== Dataset excerpts ==
+===+

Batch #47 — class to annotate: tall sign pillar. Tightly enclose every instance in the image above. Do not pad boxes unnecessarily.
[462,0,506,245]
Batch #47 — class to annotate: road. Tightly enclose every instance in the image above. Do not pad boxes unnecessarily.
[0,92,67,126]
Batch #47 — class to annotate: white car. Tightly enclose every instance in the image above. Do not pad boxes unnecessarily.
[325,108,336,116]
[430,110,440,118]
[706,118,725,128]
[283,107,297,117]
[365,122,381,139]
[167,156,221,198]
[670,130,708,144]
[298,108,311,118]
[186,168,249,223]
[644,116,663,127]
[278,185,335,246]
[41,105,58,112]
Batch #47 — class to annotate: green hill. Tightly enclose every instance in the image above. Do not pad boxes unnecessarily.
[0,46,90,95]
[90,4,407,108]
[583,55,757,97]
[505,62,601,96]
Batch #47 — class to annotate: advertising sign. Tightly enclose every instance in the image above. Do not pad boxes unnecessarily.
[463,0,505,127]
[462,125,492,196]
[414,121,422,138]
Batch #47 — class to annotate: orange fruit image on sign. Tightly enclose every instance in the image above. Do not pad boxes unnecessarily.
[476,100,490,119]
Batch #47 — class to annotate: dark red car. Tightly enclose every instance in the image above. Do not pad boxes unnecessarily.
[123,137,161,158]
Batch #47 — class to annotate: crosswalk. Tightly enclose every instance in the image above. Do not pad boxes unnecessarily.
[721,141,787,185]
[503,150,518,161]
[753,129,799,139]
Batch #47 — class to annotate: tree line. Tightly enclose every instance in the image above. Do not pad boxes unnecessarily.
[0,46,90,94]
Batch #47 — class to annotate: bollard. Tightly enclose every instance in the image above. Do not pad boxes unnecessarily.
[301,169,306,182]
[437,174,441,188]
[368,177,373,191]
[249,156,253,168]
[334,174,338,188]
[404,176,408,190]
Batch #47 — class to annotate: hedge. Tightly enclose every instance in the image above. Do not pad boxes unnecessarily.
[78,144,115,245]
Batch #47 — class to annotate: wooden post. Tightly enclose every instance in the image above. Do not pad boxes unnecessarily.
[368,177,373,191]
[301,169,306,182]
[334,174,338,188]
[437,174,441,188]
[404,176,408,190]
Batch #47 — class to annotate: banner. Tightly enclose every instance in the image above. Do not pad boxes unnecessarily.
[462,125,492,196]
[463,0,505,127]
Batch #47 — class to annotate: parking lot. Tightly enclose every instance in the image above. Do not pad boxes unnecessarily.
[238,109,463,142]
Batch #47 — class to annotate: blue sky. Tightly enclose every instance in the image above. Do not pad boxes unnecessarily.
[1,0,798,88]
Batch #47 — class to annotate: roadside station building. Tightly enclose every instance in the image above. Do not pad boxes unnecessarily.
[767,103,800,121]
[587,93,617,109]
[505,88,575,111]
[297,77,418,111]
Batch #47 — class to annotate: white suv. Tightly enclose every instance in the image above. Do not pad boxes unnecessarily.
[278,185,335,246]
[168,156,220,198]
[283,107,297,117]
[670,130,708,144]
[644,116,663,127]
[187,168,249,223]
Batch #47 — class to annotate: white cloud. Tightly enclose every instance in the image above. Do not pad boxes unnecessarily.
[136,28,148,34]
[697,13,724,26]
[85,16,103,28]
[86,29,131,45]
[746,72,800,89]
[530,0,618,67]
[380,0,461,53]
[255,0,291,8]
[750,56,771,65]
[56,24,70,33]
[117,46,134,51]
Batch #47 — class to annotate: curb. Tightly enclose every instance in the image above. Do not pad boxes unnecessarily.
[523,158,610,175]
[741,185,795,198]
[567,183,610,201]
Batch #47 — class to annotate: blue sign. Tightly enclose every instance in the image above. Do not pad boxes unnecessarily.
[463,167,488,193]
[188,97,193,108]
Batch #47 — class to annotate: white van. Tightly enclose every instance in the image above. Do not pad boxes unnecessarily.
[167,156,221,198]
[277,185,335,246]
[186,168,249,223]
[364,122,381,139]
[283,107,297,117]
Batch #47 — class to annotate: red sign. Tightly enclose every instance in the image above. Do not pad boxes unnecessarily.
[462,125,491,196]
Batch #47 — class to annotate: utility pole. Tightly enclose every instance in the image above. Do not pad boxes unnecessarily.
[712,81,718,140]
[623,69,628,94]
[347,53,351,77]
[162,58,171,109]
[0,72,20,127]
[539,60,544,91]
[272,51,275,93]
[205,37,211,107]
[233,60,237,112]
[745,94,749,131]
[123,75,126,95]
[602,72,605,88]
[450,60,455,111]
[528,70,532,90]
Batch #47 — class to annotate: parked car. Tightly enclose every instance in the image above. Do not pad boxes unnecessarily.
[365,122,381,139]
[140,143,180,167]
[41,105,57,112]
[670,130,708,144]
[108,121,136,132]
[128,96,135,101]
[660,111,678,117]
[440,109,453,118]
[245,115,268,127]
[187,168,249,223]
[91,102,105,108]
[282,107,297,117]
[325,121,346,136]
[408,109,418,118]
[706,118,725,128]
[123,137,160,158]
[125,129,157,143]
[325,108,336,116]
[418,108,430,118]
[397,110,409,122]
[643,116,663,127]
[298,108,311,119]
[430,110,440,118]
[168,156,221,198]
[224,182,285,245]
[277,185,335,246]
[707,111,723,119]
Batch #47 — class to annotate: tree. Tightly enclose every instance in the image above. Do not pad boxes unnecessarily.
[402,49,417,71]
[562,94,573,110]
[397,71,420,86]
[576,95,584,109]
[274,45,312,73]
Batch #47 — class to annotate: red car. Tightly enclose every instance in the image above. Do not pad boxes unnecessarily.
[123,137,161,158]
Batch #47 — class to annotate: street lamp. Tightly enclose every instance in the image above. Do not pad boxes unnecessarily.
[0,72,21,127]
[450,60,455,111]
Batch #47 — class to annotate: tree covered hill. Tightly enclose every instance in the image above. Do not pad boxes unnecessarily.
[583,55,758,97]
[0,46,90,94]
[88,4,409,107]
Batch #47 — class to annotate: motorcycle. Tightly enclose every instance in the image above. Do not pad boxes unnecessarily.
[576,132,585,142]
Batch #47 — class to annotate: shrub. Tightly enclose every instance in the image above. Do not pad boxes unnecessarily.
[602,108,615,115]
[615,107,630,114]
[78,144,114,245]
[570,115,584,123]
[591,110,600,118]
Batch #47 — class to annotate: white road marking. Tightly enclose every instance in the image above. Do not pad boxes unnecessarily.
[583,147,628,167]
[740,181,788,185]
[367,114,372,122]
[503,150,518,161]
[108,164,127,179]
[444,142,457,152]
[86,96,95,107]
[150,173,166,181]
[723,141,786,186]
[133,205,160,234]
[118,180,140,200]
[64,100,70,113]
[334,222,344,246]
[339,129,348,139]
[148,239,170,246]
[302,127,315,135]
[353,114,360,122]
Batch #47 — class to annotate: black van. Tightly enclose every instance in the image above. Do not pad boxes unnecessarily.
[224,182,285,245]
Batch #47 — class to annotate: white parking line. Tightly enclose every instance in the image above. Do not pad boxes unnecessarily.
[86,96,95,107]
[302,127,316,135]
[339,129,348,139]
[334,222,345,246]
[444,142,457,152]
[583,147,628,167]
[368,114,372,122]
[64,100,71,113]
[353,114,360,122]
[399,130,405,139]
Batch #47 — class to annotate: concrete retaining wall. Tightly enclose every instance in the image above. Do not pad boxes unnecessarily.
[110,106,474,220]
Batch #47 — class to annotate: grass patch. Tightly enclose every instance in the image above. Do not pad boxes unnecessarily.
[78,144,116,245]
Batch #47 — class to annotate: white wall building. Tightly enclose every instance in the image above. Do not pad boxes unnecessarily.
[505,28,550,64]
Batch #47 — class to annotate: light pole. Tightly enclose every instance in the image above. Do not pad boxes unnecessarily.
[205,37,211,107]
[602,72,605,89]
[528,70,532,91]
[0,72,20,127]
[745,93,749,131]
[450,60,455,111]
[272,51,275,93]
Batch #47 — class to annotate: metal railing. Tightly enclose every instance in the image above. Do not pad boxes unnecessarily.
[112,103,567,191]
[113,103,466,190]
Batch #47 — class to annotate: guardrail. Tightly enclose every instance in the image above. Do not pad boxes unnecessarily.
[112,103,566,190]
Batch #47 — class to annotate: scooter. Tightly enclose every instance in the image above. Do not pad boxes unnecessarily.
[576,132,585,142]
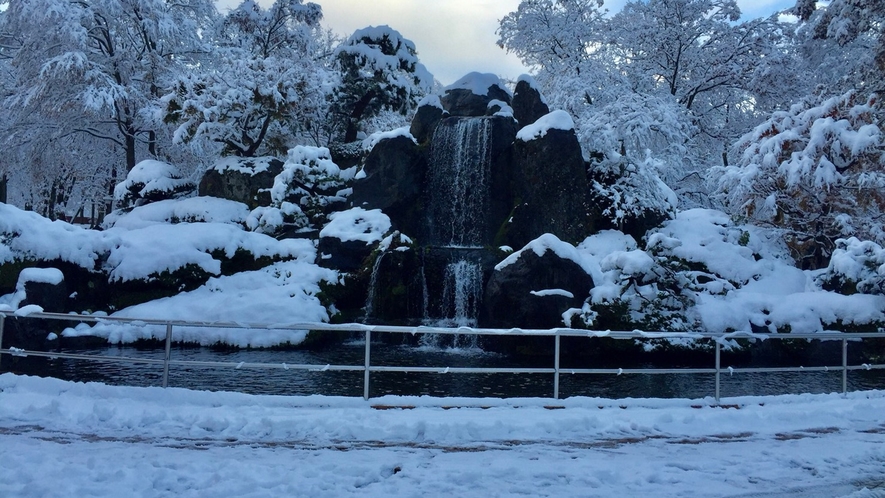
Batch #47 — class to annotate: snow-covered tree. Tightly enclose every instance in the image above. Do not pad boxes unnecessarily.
[1,0,217,171]
[163,0,330,157]
[498,0,796,206]
[330,26,433,143]
[496,0,606,75]
[791,0,885,93]
[713,91,884,269]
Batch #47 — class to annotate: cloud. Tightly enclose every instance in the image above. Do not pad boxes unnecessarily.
[317,0,527,85]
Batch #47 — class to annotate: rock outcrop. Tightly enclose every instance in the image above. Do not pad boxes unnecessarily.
[199,157,284,210]
[511,76,550,127]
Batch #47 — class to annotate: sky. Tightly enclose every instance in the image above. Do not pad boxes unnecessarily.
[235,0,798,86]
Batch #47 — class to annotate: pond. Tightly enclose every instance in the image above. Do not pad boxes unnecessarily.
[3,338,883,400]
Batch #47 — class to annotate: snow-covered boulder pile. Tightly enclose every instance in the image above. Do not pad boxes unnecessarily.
[440,72,512,117]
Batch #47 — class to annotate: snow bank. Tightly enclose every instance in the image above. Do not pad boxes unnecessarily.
[0,203,108,268]
[319,207,391,244]
[64,259,335,348]
[2,375,885,497]
[516,110,575,141]
[103,197,251,230]
[104,222,311,282]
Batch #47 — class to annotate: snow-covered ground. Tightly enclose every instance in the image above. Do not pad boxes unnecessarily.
[1,374,884,497]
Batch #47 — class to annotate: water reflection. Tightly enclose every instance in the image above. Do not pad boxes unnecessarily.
[2,342,883,399]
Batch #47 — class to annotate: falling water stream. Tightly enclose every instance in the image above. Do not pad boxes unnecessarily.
[418,117,493,342]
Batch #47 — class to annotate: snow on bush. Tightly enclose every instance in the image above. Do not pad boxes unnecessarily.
[574,209,852,334]
[319,207,391,244]
[103,222,311,282]
[113,160,196,208]
[588,152,677,229]
[820,237,885,295]
[713,91,885,267]
[1,201,311,284]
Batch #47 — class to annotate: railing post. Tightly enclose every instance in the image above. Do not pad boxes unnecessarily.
[162,323,173,388]
[842,338,848,395]
[553,333,561,399]
[0,314,5,370]
[363,329,371,400]
[715,339,721,404]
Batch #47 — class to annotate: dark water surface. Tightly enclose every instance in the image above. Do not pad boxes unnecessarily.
[3,340,883,399]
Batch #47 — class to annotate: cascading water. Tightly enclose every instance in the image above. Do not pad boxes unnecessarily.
[362,251,386,323]
[420,117,492,346]
[441,259,483,328]
[426,118,492,247]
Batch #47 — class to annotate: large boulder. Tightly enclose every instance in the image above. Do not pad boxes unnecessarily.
[502,111,592,248]
[511,75,550,128]
[316,208,391,272]
[480,236,593,330]
[198,157,284,210]
[409,95,447,145]
[1,268,67,351]
[350,136,427,238]
[440,72,512,117]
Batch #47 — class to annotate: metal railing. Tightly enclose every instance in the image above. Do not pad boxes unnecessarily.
[1,309,884,402]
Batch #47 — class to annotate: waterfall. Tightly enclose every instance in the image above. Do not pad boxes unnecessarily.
[420,255,482,349]
[420,117,493,346]
[362,251,386,323]
[441,259,483,328]
[426,118,492,247]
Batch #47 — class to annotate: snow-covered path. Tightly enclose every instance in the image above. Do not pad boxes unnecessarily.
[1,374,884,497]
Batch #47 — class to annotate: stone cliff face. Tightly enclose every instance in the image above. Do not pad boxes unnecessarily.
[349,73,596,331]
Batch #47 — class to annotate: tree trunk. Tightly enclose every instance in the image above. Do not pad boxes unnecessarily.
[0,173,7,204]
[125,131,137,171]
[344,90,377,143]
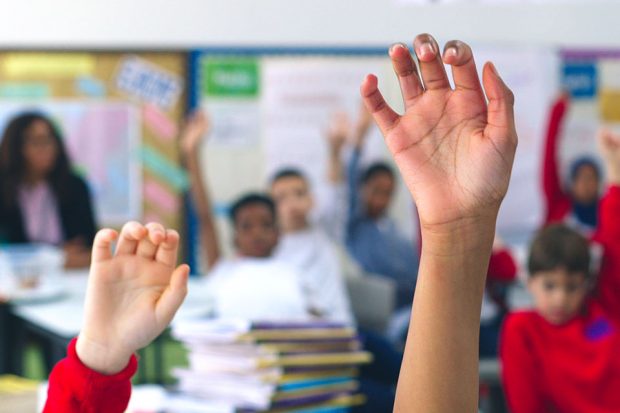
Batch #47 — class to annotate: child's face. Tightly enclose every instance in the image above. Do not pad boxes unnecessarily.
[234,204,279,258]
[270,177,313,233]
[528,268,590,325]
[362,173,394,219]
[22,120,58,177]
[571,164,599,205]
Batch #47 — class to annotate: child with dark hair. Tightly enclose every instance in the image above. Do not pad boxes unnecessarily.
[0,112,97,268]
[501,128,620,413]
[542,93,601,234]
[180,112,322,321]
[346,107,419,309]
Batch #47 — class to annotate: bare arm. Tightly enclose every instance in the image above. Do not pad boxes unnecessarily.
[361,35,517,412]
[180,111,221,270]
[326,112,349,184]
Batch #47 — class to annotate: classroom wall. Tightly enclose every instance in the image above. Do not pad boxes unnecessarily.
[0,0,619,49]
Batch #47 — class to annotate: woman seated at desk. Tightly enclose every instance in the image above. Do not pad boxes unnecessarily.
[0,112,97,268]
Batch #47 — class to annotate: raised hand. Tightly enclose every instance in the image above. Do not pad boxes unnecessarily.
[180,110,210,156]
[76,222,189,374]
[361,34,517,231]
[326,112,350,155]
[598,128,620,183]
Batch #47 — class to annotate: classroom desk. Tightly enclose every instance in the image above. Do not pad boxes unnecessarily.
[7,272,214,381]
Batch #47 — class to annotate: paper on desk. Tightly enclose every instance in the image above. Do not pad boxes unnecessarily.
[127,385,236,413]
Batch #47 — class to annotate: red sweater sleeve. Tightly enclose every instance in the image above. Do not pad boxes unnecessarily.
[542,96,572,224]
[500,314,548,413]
[592,185,620,319]
[43,338,137,413]
[487,249,518,282]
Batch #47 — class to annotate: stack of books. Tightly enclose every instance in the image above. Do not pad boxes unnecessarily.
[170,319,372,412]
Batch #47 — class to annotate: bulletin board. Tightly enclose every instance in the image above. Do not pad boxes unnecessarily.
[187,47,400,271]
[0,51,188,232]
[186,46,559,270]
[560,49,620,182]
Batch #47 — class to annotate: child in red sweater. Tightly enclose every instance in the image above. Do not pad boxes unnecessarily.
[501,128,620,413]
[43,34,517,413]
[542,93,602,234]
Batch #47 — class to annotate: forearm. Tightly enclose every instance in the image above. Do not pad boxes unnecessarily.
[327,148,344,183]
[185,153,221,268]
[542,98,568,203]
[395,217,496,413]
[346,148,362,217]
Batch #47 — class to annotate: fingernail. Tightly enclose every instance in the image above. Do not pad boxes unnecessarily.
[419,42,435,57]
[390,42,407,54]
[445,47,458,59]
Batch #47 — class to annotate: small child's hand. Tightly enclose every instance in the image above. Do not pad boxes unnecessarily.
[76,222,189,374]
[598,128,620,183]
[361,34,517,233]
[180,110,210,156]
[326,112,350,155]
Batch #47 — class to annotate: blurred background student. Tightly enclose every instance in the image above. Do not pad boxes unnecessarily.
[542,93,602,235]
[0,112,97,268]
[345,107,420,311]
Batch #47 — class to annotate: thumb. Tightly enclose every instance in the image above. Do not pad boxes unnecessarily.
[155,264,190,326]
[482,62,516,146]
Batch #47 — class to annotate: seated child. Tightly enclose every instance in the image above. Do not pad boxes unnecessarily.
[43,34,517,413]
[270,168,354,324]
[501,128,620,413]
[345,107,419,309]
[180,112,348,322]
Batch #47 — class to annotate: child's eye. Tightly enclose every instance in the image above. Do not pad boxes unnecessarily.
[543,282,555,291]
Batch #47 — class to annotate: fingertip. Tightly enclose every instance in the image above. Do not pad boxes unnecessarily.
[175,264,190,291]
[105,229,119,241]
[124,221,147,239]
[165,229,180,244]
[145,222,166,244]
[360,74,378,96]
[389,42,409,58]
[95,228,117,244]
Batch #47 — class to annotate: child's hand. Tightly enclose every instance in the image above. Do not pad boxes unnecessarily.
[326,112,350,156]
[180,110,210,156]
[76,222,189,374]
[361,34,517,233]
[598,128,620,184]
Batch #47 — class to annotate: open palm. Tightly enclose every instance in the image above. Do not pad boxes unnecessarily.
[78,222,189,373]
[361,35,517,229]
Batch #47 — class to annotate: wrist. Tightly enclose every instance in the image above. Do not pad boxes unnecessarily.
[608,168,620,185]
[76,333,133,375]
[420,214,497,258]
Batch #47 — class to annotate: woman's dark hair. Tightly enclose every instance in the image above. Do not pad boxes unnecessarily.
[528,224,591,278]
[361,161,395,184]
[229,192,276,225]
[0,112,73,207]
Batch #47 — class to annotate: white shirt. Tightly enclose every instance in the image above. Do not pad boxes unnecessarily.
[274,227,354,325]
[206,257,310,321]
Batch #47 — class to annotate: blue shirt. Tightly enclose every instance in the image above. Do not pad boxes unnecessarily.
[345,149,419,308]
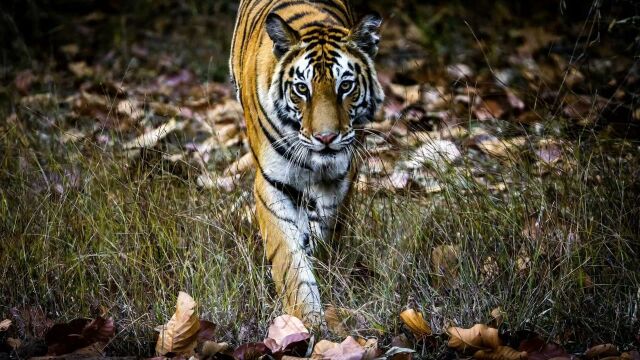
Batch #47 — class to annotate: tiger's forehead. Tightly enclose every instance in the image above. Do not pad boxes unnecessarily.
[288,28,357,81]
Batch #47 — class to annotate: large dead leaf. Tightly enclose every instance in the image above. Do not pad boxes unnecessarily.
[0,319,11,332]
[234,342,272,360]
[264,315,310,355]
[312,336,364,360]
[156,291,201,356]
[399,309,432,338]
[585,344,619,360]
[470,134,527,161]
[474,346,527,360]
[45,317,115,356]
[447,324,502,353]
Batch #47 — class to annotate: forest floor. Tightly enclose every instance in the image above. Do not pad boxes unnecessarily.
[1,1,639,359]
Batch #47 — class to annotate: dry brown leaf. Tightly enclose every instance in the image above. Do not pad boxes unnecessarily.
[223,152,254,176]
[356,338,381,360]
[474,100,506,120]
[6,337,21,350]
[117,99,145,120]
[0,319,11,332]
[405,140,461,169]
[431,244,460,288]
[474,346,527,360]
[447,324,503,353]
[324,305,355,337]
[399,309,432,338]
[389,84,421,105]
[68,61,94,78]
[585,344,619,360]
[621,351,640,360]
[122,118,184,150]
[263,315,310,354]
[490,308,505,328]
[201,341,231,359]
[311,336,364,360]
[155,291,200,356]
[472,135,527,160]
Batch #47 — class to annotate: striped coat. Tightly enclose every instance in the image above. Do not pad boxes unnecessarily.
[229,0,384,325]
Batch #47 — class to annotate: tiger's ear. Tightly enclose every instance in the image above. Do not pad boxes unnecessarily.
[348,13,382,58]
[266,13,300,58]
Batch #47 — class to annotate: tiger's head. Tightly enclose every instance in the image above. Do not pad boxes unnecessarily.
[263,13,384,174]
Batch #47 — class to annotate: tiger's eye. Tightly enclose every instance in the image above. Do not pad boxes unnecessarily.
[295,83,308,94]
[340,81,354,92]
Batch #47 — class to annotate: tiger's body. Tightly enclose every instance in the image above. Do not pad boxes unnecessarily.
[229,0,384,324]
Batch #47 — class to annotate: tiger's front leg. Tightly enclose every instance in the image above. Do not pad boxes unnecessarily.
[254,172,323,326]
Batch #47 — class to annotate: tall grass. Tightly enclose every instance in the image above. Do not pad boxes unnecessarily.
[1,108,638,356]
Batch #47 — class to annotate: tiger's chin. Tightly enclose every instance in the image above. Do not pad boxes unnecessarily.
[308,148,352,181]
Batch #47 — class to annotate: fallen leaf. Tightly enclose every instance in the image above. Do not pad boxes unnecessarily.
[155,291,200,356]
[447,324,502,353]
[384,346,416,360]
[234,342,272,360]
[45,316,115,355]
[405,139,461,169]
[389,84,421,105]
[356,337,381,360]
[263,315,310,355]
[223,152,254,176]
[490,308,505,328]
[399,309,432,338]
[312,336,364,360]
[431,244,460,288]
[585,344,619,360]
[325,306,354,337]
[15,70,36,94]
[0,319,11,332]
[474,346,527,360]
[535,139,563,165]
[198,320,217,342]
[621,351,640,360]
[474,100,506,120]
[447,64,474,81]
[521,338,570,360]
[122,118,185,150]
[68,61,94,78]
[200,341,233,360]
[471,135,527,160]
[6,337,22,350]
[117,99,145,120]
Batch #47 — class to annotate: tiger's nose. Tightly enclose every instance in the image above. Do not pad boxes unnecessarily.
[313,131,338,145]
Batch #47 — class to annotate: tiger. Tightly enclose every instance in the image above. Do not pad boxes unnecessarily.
[229,0,384,325]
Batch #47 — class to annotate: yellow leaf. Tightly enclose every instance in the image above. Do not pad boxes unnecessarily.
[155,291,200,356]
[399,309,432,338]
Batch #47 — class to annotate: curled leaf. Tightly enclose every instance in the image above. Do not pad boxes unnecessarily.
[234,342,272,360]
[399,309,432,338]
[585,344,618,360]
[155,291,200,356]
[474,346,527,360]
[0,319,11,332]
[264,315,310,355]
[447,324,502,353]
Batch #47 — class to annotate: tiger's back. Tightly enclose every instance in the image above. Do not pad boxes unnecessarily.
[230,0,383,325]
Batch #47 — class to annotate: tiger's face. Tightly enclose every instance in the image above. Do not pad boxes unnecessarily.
[265,13,384,173]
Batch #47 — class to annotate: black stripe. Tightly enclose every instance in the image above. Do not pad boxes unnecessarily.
[257,191,297,226]
[286,11,311,23]
[300,21,326,30]
[267,242,282,263]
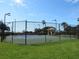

+===+

== What is needed ==
Please copy only the lines from the one that contains "Batch #47 — class to annotate: tiger's chin." through the last line of the records, exactly, and keep every picture out of the copy.

== Reply ==
Batch #47 — class to annotate: tiger's chin. Tightly enclose every instance in the image above. Do not pad boxes unnecessarily.
[308,148,352,181]
Batch #47 — class to annotate: fallen leaf. Tightly enclose every instance in the image above. Do not pad boxes unnecessarily.
[155,291,200,356]
[447,324,502,353]
[384,346,416,360]
[234,342,272,360]
[45,316,115,355]
[405,139,461,169]
[389,84,421,105]
[356,337,381,360]
[263,315,310,355]
[223,152,254,176]
[490,308,505,328]
[399,309,432,338]
[312,336,364,360]
[431,244,460,288]
[585,344,619,360]
[325,306,354,337]
[15,70,36,94]
[0,319,11,332]
[474,346,527,360]
[535,139,563,165]
[198,320,217,342]
[621,351,640,360]
[474,100,506,120]
[447,64,474,81]
[521,338,570,360]
[122,118,185,150]
[68,61,94,78]
[200,341,233,360]
[471,135,527,160]
[6,337,22,350]
[117,99,145,120]
Batch #47 — class to annotate: tiger's nose. Tightly enclose every instance in the image above. Do not pad boxes unnecessarily.
[313,131,338,145]
Batch #47 — class to annotate: tiger. Tightly enclose every instance in the image above. Do not pad boxes unnecessarily.
[229,0,384,325]
Batch #47 — class to annotate: yellow leaf. Tightly enclose every instance in the image above. Do not pad boxes unnecessarily.
[155,291,200,356]
[399,309,432,338]
Batch #47 — class to annotate: curled leaf. Tightly enclose every instance in the image above. Do not pad boxes unnecessarily.
[234,342,272,360]
[399,309,432,338]
[585,344,618,360]
[155,291,200,356]
[474,346,527,360]
[0,319,11,332]
[264,315,310,355]
[447,324,502,353]
Batch #47 — class to annotate: tiger's back. Tightly enclose every instance in the image above. Do not pad boxes unnecessarily.
[230,0,383,325]
Batch #47 — class to annotate: tiger's face. Tightly enclose every instance in the image above. Do not pad boxes unnecessarily.
[265,13,384,173]
Batch #47 — class to annotate: black stripe. Tightly enclose every instance in the image above. Do not pad boxes unnecessarily.
[257,191,297,226]
[286,11,311,23]
[300,21,326,30]
[267,242,282,263]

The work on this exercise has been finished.